**Data to process:**
## Start

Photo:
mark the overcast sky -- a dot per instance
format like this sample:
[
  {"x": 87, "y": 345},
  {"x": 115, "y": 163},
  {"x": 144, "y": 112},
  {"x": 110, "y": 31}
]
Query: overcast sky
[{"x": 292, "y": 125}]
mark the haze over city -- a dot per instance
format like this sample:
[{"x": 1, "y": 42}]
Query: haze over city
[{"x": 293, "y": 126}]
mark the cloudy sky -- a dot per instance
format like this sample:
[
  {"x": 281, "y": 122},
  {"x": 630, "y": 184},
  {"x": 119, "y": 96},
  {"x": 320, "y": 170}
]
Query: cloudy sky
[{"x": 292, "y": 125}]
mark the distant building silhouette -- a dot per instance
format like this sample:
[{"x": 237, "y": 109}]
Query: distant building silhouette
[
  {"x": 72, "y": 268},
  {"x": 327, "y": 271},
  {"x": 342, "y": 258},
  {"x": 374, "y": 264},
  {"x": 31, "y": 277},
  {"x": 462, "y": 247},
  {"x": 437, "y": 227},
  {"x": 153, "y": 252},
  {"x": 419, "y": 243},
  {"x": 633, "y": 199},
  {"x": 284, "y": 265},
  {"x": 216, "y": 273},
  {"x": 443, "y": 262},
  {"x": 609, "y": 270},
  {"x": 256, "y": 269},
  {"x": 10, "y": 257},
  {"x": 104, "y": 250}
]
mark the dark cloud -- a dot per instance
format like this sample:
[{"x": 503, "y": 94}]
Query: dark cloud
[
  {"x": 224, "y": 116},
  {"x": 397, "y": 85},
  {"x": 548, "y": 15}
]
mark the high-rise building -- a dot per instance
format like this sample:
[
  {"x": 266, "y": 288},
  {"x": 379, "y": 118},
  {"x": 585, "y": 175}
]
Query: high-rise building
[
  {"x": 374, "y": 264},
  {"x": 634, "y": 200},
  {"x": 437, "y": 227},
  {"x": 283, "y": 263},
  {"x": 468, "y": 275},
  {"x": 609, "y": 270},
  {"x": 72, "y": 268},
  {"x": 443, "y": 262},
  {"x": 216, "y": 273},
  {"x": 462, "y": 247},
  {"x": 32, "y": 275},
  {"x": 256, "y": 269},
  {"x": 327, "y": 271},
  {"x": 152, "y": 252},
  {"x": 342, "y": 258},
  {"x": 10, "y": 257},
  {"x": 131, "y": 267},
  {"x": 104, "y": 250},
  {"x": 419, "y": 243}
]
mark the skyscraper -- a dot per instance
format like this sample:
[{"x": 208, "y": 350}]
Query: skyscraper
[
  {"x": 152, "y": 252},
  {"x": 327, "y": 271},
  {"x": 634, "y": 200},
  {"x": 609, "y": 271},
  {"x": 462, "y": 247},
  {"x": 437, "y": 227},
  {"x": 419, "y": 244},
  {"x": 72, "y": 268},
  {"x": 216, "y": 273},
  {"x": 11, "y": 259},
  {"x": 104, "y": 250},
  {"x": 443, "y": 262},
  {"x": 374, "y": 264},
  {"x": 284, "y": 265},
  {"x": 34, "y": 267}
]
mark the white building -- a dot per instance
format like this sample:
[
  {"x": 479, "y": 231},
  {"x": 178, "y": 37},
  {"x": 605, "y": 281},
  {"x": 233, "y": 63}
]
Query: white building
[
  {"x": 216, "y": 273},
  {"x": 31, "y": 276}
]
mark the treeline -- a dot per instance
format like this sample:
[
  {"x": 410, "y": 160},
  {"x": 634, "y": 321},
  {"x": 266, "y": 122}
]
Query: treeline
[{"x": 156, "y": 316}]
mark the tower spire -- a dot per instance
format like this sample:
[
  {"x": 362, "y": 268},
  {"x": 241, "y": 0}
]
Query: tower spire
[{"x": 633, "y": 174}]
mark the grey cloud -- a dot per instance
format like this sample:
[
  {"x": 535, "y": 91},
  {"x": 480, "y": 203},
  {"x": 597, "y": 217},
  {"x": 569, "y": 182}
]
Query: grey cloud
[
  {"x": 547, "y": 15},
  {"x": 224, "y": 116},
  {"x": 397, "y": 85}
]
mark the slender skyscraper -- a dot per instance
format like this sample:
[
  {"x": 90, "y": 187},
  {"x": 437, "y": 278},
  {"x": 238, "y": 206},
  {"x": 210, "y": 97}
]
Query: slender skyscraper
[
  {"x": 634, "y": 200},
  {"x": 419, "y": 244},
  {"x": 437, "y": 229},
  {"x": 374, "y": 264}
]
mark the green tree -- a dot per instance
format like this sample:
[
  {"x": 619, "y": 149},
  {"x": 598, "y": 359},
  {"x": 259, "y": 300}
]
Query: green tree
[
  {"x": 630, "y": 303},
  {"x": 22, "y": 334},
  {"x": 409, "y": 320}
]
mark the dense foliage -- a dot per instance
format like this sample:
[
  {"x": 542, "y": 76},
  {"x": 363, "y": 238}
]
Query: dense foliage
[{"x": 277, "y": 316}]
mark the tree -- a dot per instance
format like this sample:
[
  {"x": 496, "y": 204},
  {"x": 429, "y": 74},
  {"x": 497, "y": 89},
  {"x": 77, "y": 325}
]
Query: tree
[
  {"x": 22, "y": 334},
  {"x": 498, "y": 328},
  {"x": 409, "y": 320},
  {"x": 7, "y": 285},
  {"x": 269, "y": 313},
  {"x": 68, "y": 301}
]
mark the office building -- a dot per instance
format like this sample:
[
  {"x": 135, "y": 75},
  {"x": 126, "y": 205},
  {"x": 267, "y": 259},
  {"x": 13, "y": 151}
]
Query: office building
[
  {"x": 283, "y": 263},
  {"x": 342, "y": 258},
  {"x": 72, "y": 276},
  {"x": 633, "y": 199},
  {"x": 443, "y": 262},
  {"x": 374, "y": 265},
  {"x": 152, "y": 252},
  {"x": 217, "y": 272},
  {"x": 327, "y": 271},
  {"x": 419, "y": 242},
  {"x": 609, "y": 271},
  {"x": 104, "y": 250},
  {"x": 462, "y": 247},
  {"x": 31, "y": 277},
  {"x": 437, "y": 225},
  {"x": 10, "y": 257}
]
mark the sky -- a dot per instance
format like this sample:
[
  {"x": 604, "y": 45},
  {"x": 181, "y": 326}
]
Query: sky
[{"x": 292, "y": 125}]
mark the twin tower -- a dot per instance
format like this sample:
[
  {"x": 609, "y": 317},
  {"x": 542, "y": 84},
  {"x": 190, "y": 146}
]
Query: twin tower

## End

**Brief:**
Copy out verbatim the lines of the items above, from the line containing "mark the twin tower -- a dot per instance" through the final line of the items.

**Solution to this exercise:**
mark the twin tower -- a dot per instance
format like this sample:
[
  {"x": 609, "y": 317},
  {"x": 542, "y": 84},
  {"x": 190, "y": 146}
]
Query: twin tower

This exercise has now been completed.